Produtores também enfrentam dificuldades para receber à vista pela venda porque empresa só paga após 30 dias
Os efeitos devastadores da delação premiada dos executivos da JBS já são sentidos em toda a cadeia produtiva de carnes do país e preocupam os pecuaristas. A crise começou antes mesmo de os depoimentos dos donos da companhia envolvendo o presidente Michel Temer virem a público, no mês passado: a Operação Carne Fraca, da Polícia Federal, sobre irregularidades em frigoríficos, já havia afetado a exportação de proteína animal do Brasil. O escândalo das delações só fez agravar a situação: com a redução do abate pela JBS, o preço da arroba do boi caiu, e o gado lota os pastos, para desespero dos pecuaristas.
Os produtores nacionais têm enfrentado dificuldades para receber à vista pela venda do gado — a JBS determinou que todas as compras sejam pagas somente após 30 dias. Além disso, vários bancos estariam se recusando a receber as notas promissórias emitidas pelo frigorífico, com medo de calote, deixando os pecuaristas estrangulados, sem recursos.
Com a credibilidade afetada pela delação, muitos produtores só aceitam vender para a JBS à vista. O resultado é uma queda no total de bois abatidos e gado parado, lotando os pastos dos pecuaristas e dando prejuízo para aqueles que mantêm os animais confinados.
Enquanto isso, as principais concorrentes da JBS — Minerva Foods e Marfrig — não têm capacidade de processar a mesma quantidade de gado que era comprado pelo frigorífico. Procuradas, as duas empresas não quiseram comentar o assunto.
Produtor quer buscar outros estados
O vicepresidente da Sociedade Rural Brasileira (SRB), Pedro Camargo Neto, aponta que o problema é mais grave no Mato Grosso e no Mato Grosso do Sul (estados que têm os maiores rebanhos do país), onde a JBS concentra a maior parte da capacidade de abate. Os produtores não têm a opção de vender para outras empresas. Por problemas de logística e de custo, eles não conseguem levar o gado para ser abatido em outros estados.
— É um problema muito sério. Você tem uma estrutura de abate que não é usada, e alguns bois ficam sem ter para onde ir. Os preços estão caindo. Em Mato Grosso, a JBS concentra 50% da capacidade de abate. Em Mato Grosso do Sul, a empresa tem cerca de 40%. Você não tem o que fazer com esse gado todo de uma vez — explica Camargo.
Preço da arroba tem queda histórica
Em Mato Grosso, as estimativas apontam que o preço da arroba acumula queda de 5% desde o início da crise da JBS, segundo o diretorexecutivo da associação dos criadores do estado (Acrimat), Luciano Vacari. Os produtores pediram ao governo do estado que agilize a certificação de frigoríficos locais — que representariam uma alternativa à JBS — e demandam, ainda, a isenção de ICMS para levar o boi para ser abatido em outros estados, onde há mais opção de empresas.
— O problema é a concentração do mercado pela JBS. Com a crise política deles, as outras indústrias frigoríficas estão se aproveitando para, mais uma vez, pressionar o preço e comprar mais barato. Isso tem um impacto direto na renda do pecuarista, que está tomando prejuízo – afirma Vacari.

*Linhas fornecidas:*
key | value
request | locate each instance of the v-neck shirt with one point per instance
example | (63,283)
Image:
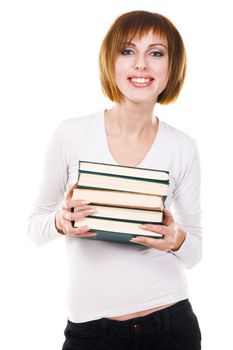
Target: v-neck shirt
(111,279)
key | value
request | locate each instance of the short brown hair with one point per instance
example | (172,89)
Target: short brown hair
(136,24)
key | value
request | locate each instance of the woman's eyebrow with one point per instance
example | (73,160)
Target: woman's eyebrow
(151,45)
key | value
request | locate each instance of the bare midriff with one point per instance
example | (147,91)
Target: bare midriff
(140,313)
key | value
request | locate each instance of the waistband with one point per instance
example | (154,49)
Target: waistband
(160,320)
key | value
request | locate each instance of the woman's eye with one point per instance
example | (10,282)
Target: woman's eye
(127,52)
(156,53)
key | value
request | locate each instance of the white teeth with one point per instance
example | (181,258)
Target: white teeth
(140,80)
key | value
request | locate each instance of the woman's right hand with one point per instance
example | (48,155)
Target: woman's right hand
(65,216)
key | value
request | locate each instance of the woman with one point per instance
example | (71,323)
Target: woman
(128,296)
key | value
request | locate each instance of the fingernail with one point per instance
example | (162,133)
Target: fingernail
(85,202)
(91,211)
(134,240)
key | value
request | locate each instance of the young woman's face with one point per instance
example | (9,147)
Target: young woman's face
(141,69)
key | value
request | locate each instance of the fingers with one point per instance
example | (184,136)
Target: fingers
(169,235)
(73,210)
(83,231)
(168,218)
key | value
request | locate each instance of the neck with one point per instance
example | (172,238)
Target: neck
(131,121)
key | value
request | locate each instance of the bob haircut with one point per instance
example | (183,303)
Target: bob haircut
(136,24)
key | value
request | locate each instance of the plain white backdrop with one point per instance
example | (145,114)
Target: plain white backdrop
(49,72)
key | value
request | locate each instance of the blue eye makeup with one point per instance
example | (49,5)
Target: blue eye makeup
(156,53)
(127,52)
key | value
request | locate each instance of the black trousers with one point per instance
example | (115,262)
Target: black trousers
(173,328)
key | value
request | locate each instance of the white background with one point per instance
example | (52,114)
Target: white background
(49,72)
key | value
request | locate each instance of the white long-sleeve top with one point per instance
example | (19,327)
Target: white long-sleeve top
(112,279)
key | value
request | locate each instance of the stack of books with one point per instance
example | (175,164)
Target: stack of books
(123,198)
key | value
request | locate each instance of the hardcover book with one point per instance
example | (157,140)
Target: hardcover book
(124,197)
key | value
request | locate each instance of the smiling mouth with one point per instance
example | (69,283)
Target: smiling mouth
(140,81)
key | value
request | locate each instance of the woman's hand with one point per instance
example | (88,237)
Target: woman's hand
(65,216)
(174,235)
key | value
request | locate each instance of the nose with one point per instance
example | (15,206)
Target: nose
(140,63)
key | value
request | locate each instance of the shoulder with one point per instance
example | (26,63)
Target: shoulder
(176,138)
(82,121)
(78,126)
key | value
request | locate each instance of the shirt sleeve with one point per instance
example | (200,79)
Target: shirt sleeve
(41,226)
(187,210)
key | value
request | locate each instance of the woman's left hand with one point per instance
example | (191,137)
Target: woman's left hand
(174,234)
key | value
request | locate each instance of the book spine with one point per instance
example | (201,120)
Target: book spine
(126,220)
(165,182)
(122,166)
(114,236)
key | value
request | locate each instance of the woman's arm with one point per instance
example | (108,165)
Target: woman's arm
(182,232)
(41,227)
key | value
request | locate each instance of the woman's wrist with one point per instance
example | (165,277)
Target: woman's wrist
(58,224)
(181,235)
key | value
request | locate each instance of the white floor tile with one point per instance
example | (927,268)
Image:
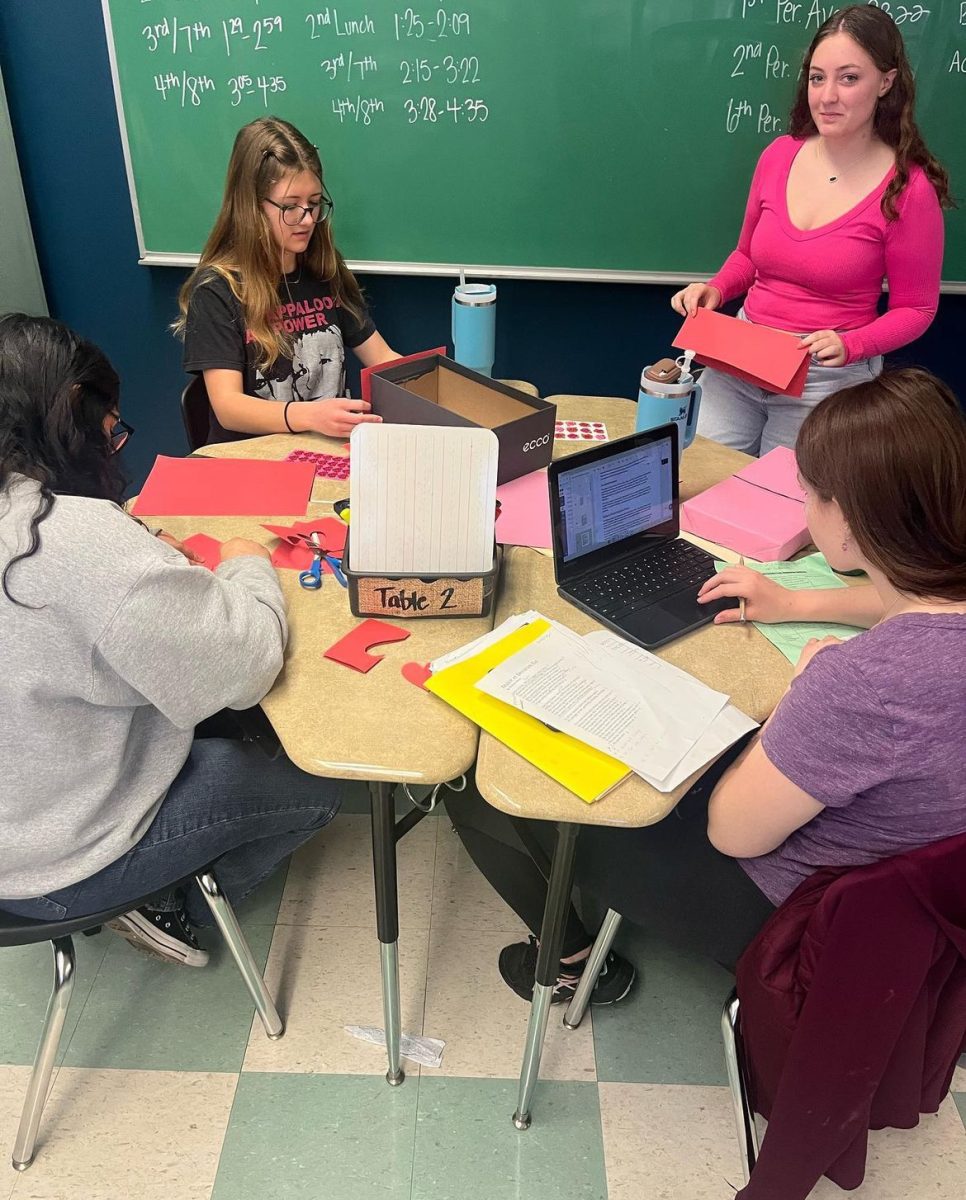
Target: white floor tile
(328,978)
(671,1141)
(483,1023)
(13,1081)
(667,1141)
(151,1135)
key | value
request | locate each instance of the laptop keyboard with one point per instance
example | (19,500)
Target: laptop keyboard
(619,589)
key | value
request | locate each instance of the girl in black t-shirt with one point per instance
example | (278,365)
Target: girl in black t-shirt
(271,305)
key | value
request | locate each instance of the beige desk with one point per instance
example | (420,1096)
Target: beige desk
(733,659)
(335,721)
(379,729)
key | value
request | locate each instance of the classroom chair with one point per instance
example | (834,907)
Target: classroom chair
(196,412)
(23,931)
(849,1015)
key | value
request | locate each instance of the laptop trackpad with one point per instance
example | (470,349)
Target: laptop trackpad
(670,618)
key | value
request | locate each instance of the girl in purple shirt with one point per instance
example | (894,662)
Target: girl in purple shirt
(862,759)
(851,197)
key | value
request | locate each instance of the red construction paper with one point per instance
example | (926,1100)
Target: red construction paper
(351,651)
(225,487)
(365,375)
(207,549)
(767,358)
(293,552)
(415,673)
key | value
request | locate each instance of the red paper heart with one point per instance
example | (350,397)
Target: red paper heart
(417,673)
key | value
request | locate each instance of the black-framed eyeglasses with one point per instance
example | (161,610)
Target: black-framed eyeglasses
(294,214)
(120,431)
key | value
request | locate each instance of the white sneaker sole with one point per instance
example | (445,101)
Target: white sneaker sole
(147,937)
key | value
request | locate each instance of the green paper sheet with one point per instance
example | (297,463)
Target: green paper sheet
(811,571)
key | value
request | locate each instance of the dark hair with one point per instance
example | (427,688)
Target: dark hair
(55,389)
(892,454)
(879,35)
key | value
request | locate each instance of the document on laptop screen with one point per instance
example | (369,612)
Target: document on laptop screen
(616,497)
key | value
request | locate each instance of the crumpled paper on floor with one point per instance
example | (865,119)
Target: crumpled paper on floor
(426,1051)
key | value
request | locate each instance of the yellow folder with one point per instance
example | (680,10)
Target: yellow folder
(579,767)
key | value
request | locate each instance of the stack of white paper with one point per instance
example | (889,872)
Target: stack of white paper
(423,499)
(619,699)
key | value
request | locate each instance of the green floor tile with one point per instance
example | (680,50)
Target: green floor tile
(467,1145)
(340,1137)
(156,1015)
(669,1030)
(27,975)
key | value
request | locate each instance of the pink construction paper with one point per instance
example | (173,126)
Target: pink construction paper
(207,549)
(225,487)
(775,472)
(525,511)
(748,520)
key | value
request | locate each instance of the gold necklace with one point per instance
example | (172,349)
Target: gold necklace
(889,612)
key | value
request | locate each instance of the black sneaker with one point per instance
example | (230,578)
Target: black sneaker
(163,935)
(517,965)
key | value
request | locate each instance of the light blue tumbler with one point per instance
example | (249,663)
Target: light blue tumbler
(474,325)
(660,403)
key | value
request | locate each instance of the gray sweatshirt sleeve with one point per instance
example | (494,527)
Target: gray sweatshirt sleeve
(191,642)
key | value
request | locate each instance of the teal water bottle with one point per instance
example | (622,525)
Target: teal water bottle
(474,325)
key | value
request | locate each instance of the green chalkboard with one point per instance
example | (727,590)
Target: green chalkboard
(587,138)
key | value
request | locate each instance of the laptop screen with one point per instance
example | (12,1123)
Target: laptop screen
(609,499)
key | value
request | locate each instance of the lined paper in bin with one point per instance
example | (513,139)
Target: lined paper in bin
(423,499)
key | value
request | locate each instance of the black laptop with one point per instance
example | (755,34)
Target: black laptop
(616,547)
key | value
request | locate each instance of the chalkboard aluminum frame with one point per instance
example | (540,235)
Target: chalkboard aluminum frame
(377,267)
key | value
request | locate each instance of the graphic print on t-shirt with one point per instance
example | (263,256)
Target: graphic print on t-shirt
(315,372)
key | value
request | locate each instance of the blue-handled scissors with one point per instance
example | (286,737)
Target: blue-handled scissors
(313,576)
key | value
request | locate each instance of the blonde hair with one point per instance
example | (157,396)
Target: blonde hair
(240,247)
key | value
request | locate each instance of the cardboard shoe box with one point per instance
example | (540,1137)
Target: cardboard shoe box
(435,390)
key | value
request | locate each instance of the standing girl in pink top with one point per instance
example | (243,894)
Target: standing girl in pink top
(850,197)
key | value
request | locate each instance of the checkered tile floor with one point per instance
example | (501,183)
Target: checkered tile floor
(166,1090)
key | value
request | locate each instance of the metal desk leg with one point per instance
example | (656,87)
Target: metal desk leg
(599,952)
(388,919)
(559,892)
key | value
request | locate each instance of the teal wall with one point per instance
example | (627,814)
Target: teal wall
(565,337)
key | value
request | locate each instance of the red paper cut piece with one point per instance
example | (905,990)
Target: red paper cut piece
(415,673)
(294,555)
(225,487)
(767,358)
(207,549)
(352,649)
(365,375)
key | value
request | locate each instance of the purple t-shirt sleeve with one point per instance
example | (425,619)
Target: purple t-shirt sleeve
(831,735)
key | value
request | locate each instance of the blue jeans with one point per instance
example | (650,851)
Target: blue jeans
(229,808)
(747,418)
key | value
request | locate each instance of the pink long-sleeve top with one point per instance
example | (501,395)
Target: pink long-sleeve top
(831,277)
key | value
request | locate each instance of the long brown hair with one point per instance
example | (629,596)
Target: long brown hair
(55,390)
(892,454)
(240,247)
(879,35)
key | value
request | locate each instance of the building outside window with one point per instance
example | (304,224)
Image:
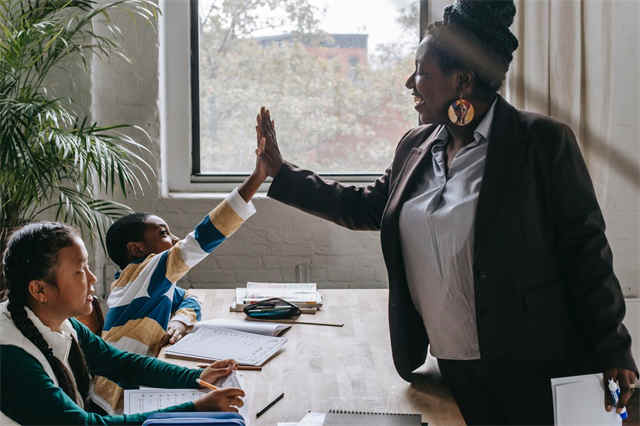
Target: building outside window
(331,71)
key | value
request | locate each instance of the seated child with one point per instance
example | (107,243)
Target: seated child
(146,308)
(47,357)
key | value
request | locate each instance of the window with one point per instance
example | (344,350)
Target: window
(331,71)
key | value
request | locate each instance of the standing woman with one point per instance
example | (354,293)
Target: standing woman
(491,233)
(47,358)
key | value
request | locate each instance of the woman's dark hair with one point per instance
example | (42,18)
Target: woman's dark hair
(31,254)
(474,35)
(123,231)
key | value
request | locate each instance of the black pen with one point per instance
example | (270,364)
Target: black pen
(269,405)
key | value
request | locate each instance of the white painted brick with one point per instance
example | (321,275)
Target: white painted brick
(266,275)
(238,262)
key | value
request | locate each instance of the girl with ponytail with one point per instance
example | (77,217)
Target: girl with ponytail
(48,357)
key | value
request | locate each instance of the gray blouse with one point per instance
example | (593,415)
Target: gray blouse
(436,232)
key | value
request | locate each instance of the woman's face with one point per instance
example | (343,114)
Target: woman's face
(432,89)
(72,292)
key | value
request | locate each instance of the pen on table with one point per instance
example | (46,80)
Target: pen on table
(238,367)
(206,384)
(269,405)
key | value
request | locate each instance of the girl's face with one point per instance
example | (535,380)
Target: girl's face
(71,294)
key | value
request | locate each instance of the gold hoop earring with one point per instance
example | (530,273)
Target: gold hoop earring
(461,112)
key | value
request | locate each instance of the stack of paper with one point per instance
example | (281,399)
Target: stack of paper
(579,400)
(304,295)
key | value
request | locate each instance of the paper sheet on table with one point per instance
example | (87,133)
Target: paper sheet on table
(215,343)
(151,399)
(579,400)
(264,328)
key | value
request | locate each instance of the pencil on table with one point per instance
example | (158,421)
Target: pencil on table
(206,384)
(239,367)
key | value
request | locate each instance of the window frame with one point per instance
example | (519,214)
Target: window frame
(179,106)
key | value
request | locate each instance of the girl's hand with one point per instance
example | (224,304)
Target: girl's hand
(175,331)
(226,399)
(217,370)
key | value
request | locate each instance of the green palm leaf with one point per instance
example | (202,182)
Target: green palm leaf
(54,160)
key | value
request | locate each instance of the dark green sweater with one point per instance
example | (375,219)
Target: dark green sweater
(30,396)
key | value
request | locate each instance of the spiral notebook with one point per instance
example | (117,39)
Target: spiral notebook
(342,417)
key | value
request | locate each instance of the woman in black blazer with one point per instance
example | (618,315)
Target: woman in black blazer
(536,289)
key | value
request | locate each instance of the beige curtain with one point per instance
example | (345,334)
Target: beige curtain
(579,61)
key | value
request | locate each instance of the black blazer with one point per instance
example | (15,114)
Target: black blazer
(544,283)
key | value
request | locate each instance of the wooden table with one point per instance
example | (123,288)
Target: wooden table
(348,368)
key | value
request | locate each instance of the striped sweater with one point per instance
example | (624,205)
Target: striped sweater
(145,297)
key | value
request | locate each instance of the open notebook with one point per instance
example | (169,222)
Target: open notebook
(212,343)
(150,399)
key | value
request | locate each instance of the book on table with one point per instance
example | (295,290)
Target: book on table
(248,344)
(303,295)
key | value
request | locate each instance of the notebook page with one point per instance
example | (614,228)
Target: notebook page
(151,399)
(213,343)
(579,400)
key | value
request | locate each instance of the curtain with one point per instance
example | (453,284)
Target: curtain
(579,62)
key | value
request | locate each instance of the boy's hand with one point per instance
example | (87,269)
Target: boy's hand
(217,370)
(226,399)
(175,331)
(269,157)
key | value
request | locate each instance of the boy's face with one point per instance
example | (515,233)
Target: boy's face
(157,235)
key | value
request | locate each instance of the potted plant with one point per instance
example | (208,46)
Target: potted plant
(54,161)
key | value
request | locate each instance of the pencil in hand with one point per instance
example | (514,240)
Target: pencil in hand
(206,384)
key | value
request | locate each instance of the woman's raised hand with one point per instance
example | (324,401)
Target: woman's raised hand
(269,158)
(227,399)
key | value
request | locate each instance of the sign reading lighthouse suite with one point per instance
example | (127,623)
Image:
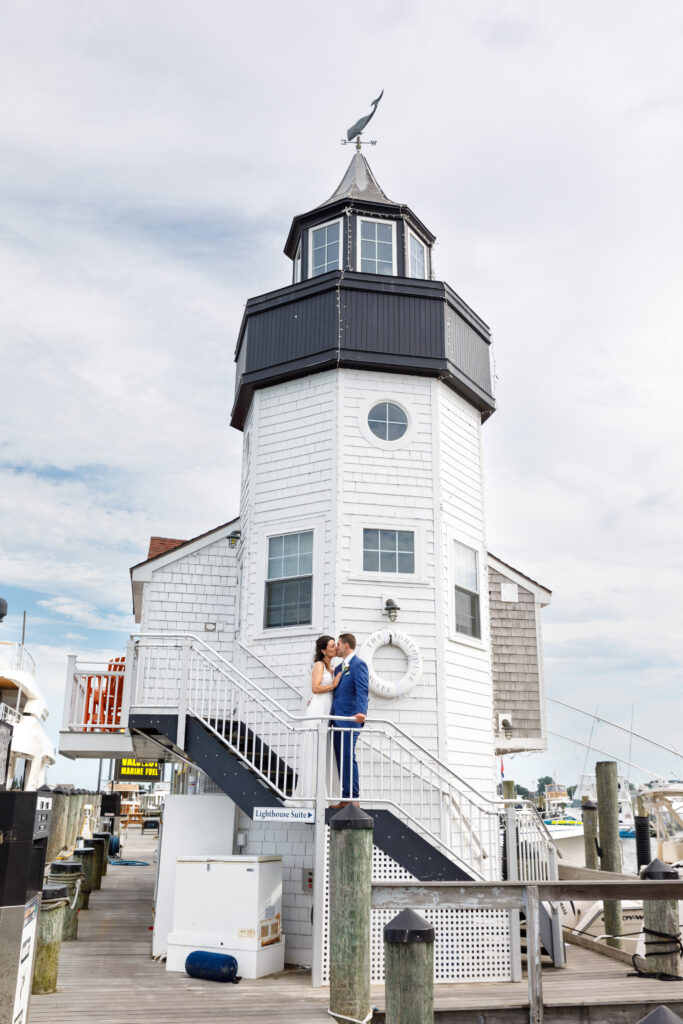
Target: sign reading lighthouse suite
(148,771)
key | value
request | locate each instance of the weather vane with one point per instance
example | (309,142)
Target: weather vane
(355,130)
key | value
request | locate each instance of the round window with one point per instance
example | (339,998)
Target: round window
(387,421)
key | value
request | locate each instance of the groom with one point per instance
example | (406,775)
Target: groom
(349,700)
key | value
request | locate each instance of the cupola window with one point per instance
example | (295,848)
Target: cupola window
(377,247)
(387,421)
(326,248)
(417,259)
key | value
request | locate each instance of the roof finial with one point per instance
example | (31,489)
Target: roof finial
(355,130)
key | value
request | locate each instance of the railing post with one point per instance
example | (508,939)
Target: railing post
(129,681)
(513,876)
(182,693)
(534,954)
(69,695)
(559,954)
(321,839)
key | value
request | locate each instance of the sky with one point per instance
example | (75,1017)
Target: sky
(153,157)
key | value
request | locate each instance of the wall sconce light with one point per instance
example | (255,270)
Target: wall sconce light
(505,724)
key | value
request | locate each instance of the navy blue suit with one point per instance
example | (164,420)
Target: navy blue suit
(350,697)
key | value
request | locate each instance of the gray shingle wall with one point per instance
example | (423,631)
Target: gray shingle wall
(515,658)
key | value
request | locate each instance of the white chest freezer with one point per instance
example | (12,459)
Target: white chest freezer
(228,904)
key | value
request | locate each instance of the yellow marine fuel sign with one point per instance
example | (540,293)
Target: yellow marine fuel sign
(147,771)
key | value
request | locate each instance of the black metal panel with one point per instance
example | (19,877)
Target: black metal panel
(394,325)
(223,768)
(410,850)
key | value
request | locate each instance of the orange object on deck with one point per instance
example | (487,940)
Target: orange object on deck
(103,698)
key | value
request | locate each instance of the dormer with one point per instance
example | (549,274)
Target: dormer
(359,229)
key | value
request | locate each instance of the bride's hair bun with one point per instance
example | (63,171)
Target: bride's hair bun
(321,644)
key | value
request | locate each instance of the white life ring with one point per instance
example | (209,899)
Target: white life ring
(385,637)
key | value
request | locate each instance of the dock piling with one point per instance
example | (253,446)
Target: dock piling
(350,879)
(610,850)
(589,815)
(409,970)
(662,926)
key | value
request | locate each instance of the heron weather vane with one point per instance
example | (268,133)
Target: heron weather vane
(355,130)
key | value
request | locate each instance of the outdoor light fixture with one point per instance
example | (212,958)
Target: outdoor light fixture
(505,724)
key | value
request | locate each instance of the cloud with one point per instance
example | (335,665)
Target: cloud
(80,611)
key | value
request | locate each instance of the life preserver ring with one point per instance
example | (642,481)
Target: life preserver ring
(387,636)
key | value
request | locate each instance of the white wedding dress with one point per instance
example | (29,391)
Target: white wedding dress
(318,706)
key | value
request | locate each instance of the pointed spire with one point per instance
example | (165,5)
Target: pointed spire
(358,183)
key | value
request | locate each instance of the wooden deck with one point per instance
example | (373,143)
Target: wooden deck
(108,977)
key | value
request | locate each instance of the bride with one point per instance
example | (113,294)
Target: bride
(319,706)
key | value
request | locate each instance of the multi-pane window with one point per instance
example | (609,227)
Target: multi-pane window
(388,551)
(467,592)
(417,258)
(387,421)
(325,248)
(290,578)
(376,247)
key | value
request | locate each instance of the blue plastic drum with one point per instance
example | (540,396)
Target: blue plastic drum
(212,967)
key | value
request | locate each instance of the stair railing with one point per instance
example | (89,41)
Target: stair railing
(181,671)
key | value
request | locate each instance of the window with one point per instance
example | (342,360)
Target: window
(417,261)
(387,421)
(290,578)
(376,247)
(297,264)
(388,551)
(325,248)
(467,592)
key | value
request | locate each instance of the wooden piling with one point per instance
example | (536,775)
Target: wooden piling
(409,970)
(610,849)
(662,926)
(350,879)
(589,815)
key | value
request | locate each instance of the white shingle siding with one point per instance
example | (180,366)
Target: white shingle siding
(314,465)
(197,588)
(518,689)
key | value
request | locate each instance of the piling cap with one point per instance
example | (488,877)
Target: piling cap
(55,892)
(409,927)
(657,869)
(662,1015)
(351,817)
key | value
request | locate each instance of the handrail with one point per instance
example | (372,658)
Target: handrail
(8,714)
(183,669)
(495,804)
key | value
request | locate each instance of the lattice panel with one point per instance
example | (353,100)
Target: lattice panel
(470,945)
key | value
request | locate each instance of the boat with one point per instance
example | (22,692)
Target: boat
(26,750)
(665,806)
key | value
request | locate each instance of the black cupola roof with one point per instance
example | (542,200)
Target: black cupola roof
(358,198)
(363,296)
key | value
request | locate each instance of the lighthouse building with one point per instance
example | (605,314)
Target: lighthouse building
(361,389)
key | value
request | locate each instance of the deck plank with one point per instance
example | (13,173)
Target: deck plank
(109,976)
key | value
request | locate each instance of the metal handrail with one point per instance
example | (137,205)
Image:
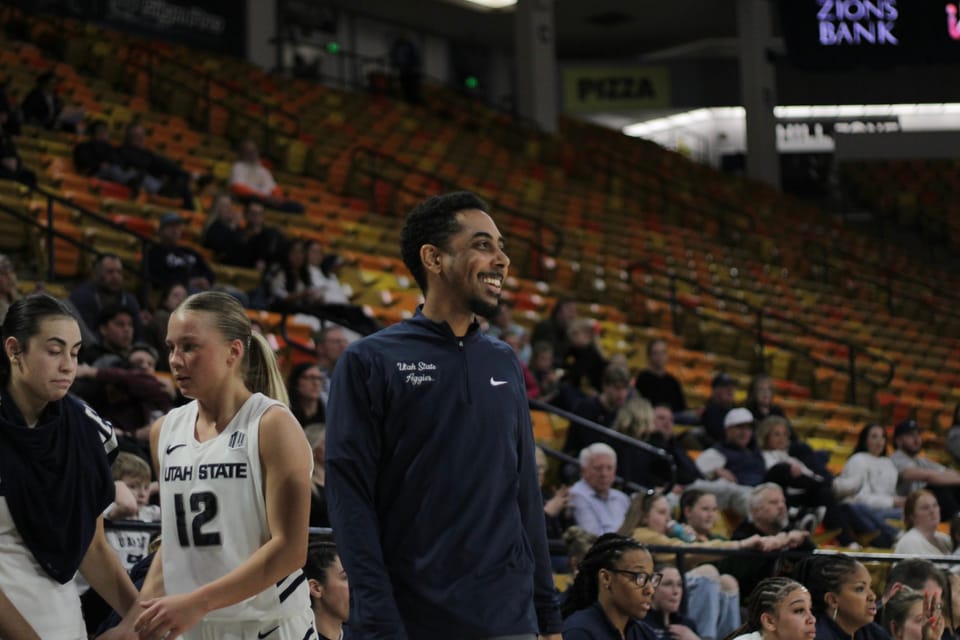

*Tarefa proposta:* Transcreva da reportagem sobre a crise da JBS e os pecuaristas o trecho que vai de "Os produtores nacionais" até "os animais confinados.", inclusive.

*Resposta final:*
Os produtores nacionais têm enfrentado dificuldades para receber à vista pela venda do gado — a JBS determinou que todas as compras sejam pagas somente após 30 dias. Além disso, vários bancos estariam se recusando a receber as notas promissórias emitidas pelo frigorífico, com medo de calote, deixando os pecuaristas estrangulados, sem recursos.
Com a credibilidade afetada pela delação, muitos produtores só aceitam vender para a JBS à vista. O resultado é uma queda no total de bois abatidos e gado parado, lotando os pastos dos pecuaristas e dando prejuízo para aqueles que mantêm os animais confinados.